What you should do: Word for word, reproduce each entry.

Stored items:

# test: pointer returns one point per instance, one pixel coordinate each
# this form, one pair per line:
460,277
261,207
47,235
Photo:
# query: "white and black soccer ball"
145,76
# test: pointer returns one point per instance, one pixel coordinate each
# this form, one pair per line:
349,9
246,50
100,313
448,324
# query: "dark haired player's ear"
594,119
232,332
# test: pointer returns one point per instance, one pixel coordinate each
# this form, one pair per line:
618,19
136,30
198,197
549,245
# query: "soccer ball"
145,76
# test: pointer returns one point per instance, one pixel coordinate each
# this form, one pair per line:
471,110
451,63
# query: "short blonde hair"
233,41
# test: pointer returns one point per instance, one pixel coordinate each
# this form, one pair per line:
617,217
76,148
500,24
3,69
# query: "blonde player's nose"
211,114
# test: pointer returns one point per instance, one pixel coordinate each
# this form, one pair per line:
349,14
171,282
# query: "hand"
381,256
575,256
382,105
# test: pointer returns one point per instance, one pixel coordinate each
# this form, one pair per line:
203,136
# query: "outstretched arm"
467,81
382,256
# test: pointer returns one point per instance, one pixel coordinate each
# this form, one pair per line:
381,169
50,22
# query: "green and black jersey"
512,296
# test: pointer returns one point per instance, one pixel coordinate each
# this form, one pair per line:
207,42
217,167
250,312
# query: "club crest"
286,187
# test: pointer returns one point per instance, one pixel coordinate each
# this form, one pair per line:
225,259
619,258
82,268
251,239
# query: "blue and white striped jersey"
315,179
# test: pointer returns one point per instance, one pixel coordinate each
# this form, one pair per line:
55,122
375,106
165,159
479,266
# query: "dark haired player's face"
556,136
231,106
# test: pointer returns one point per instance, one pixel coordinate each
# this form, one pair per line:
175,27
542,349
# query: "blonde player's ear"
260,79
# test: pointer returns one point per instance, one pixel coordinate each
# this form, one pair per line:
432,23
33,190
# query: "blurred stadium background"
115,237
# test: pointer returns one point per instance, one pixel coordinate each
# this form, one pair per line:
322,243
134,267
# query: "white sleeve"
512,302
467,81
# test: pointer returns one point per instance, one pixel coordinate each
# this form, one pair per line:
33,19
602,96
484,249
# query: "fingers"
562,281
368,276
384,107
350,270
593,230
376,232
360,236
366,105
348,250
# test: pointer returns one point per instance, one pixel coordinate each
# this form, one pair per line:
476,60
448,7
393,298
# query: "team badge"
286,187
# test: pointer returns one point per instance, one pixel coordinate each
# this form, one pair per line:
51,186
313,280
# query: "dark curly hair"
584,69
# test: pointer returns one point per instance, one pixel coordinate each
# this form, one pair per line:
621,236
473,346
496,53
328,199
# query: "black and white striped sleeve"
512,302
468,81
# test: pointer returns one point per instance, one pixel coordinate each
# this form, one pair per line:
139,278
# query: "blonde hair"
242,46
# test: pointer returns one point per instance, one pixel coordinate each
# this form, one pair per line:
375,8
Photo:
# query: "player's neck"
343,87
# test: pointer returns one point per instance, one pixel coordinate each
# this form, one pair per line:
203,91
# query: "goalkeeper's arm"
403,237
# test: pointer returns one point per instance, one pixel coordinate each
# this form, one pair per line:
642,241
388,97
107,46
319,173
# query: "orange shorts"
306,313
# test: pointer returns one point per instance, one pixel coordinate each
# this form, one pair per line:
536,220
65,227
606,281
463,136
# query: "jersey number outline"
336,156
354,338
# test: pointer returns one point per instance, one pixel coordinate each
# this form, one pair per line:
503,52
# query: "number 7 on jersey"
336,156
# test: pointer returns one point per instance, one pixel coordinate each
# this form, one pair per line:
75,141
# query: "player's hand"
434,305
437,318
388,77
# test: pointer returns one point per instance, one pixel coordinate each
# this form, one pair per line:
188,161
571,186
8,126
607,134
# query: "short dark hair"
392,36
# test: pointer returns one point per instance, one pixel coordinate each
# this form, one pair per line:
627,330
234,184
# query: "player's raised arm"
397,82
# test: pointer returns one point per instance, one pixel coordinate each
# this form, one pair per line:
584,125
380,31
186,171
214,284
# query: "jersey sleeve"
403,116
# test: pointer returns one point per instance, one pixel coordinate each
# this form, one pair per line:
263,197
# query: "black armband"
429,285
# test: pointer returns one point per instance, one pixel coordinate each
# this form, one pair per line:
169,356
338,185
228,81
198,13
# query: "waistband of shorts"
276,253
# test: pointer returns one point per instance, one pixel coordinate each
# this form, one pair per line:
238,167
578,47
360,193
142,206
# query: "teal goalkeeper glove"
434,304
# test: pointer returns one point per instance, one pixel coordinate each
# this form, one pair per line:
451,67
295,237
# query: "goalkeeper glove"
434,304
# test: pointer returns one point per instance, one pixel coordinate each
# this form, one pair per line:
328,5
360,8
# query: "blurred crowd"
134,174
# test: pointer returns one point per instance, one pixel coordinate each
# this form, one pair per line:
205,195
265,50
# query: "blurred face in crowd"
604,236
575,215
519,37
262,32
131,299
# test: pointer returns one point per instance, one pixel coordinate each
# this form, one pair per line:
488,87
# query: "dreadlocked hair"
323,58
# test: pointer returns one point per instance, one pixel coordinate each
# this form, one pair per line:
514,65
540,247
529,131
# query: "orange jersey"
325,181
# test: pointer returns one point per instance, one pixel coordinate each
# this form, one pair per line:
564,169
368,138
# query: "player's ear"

Solution below:
# test: pointer returns one point per instance, one pixel coordinate each
# this form, one pair per line:
460,277
261,207
47,235
Photo:
# query: "white and black soccer ball"
145,76
# test: pointer returns one point per instance, one pixel coordinate each
# this form, one pair per line:
349,9
246,50
100,313
448,324
# query: "dark haired player's ear"
594,119
232,332
# test: pointer returns one point per instance, one pixel coordinate each
# this form, one pair per line:
618,19
136,30
198,197
549,245
# query: "soccer ball"
145,76
# test: pointer returns one point per instance, one pixel coordinate each
# this form, one pair per line:
471,110
451,63
# query: "short blonde hair"
233,41
# test: pointer returns one point per instance, one pixel coordinate each
# this form, one pair per line:
617,217
76,148
500,24
3,69
# query: "blonde player's nose"
211,114
# test: pointer returns one point per instance, one pixel coordinate each
# this form, one pair per line:
349,14
171,282
# query: "hand"
381,256
575,256
382,105
# test: pointer returns one point per instance, one pixel coordinate each
# this form, one pair per line:
203,136
# query: "outstretched arm"
467,81
382,256
# test: pointer returns one point per instance, one pixel coordinate each
# this form, one pair per line:
381,169
50,22
# query: "green and black jersey"
512,296
# test: pointer returns one point per instance, one pixel coordinate each
# this form, one pair per line:
207,42
217,167
250,312
# query: "club crest"
286,187
# test: pointer returns one point per instance, one pixel coordinate each
# this form, one pair per line:
225,259
619,258
82,268
251,239
# query: "blue and white striped jersey"
315,179
# test: pointer returns one point per instance, one pixel coordinate each
# this form, one pair per line:
55,122
375,106
165,159
479,266
# query: "dark haired player's face"
556,136
231,106
# test: pointer returns one point per instance, one pixel coordinate each
# this form, one pair per line:
175,27
542,349
# query: "blonde player's ear"
260,79
# test: pointer returns one point per instance, one pixel coordinate each
# this form, one pair per line:
432,23
33,190
# query: "blurred stadium background"
115,237
# test: pointer returns one point per instance, one pixel coordinate each
# this form, one pair per line:
322,243
134,267
# query: "white sleeve"
512,302
467,81
# test: pointer returns one point per instance, one pixel coordinate each
# this form, one pair per line:
33,19
602,96
484,249
# query: "fingers"
562,281
368,276
384,107
350,270
593,230
376,232
360,236
366,105
348,250
# test: pointer returns one point per instance, one pixel coordinate each
# this form, one pair per line:
476,60
448,7
393,298
# query: "team badge"
286,187
# test: pointer returns one point per instance, one pixel coordinate each
# this form, one pair per line:
51,186
313,280
# query: "dark curly hair"
584,69
# test: pointer returns one point per instance, one pixel coordinate each
# this form, one pair per line:
621,236
473,346
496,53
328,199
# query: "black and white striped sleeve"
512,302
468,81
# test: pointer returns one point per instance, one pixel coordinate each
# this form, one pair per line:
139,278
# query: "blonde hair"
242,46
# test: pointer returns one point per instance, one pixel coordinate each
# this form, one pair per line:
375,8
Photo:
# query: "player's neck"
343,87
# test: pointer returns one point per instance, one pixel coordinate each
# this form, one pair per line:
203,91
# query: "goalkeeper's arm"
403,237
# test: pointer returns one point per instance, one pixel coordinate each
# this form, one pair per line:
642,241
388,97
107,46
319,173
# query: "orange shorts"
306,313
# test: pointer returns one point per instance, one pixel coordinate each
# this form, one pair per line:
536,220
65,227
606,281
463,136
# query: "jersey number outline"
336,156
354,338
# test: pointer returns one point per instance, one pixel coordinate each
# this form, one pair per line:
503,52
# query: "number 7 on jersey"
336,156
# test: pointer returns one point per instance, one pixel coordinate each
# this form, one pair per line:
75,141
# query: "player's hand"
434,305
437,318
388,77
# test: pointer returns one point per instance, one pixel coordinate each
# this form, one pair per line:
188,161
571,186
8,126
607,134
# query: "short dark hair"
392,36
# test: pointer returns one point per instance, one pixel coordinate each
# this form, one pair per line:
627,330
234,184
# query: "player's raised arm"
397,82
# test: pointer returns one point per instance, one pixel coordinate each
# this form, one pair per line:
584,125
380,31
186,171
214,284
# query: "jersey sleeve"
403,116
# test: pointer returns one point per instance, one pixel coordinate each
# this form, one pair per line:
263,197
# query: "black armband"
429,285
# test: pointer returns one point per instance, one pixel coordinate each
# this form, one pair per line:
169,356
338,185
228,81
198,13
# query: "waistband of shorts"
276,253
# test: pointer returns one point per instance, one pixel coordinate each
# this form, one pair per line:
238,167
578,47
360,193
142,206
# query: "teal goalkeeper glove"
434,304
# test: pointer returns one point per instance, one pixel coordinate each
# this form, one pair per line:
451,67
295,237
# query: "goalkeeper glove"
434,304
# test: pointer returns one point per instance, one pixel coordinate each
# this form, one pair per line:
328,5
360,8
# query: "blurred crowd"
134,174
# test: pointer returns one point per instance, one pixel coordinate each
# this form, one pair per line:
205,195
265,50
# query: "blurred face in crowd"
604,236
575,215
519,37
262,32
131,299
# test: pointer returns one point per instance, one pixel coordinate each
# this form, one pair per line:
488,87
# query: "dreadlocked hair"
323,58
# test: pointer returns one point per instance, one pixel coordinate each
# this form, one pair per line:
514,65
540,247
529,131
# query: "orange jersey"
325,181
# test: pointer returns one point per instance, one pixel coordinate each
# this form, one pair per line:
564,169
368,138
# query: "player's ear"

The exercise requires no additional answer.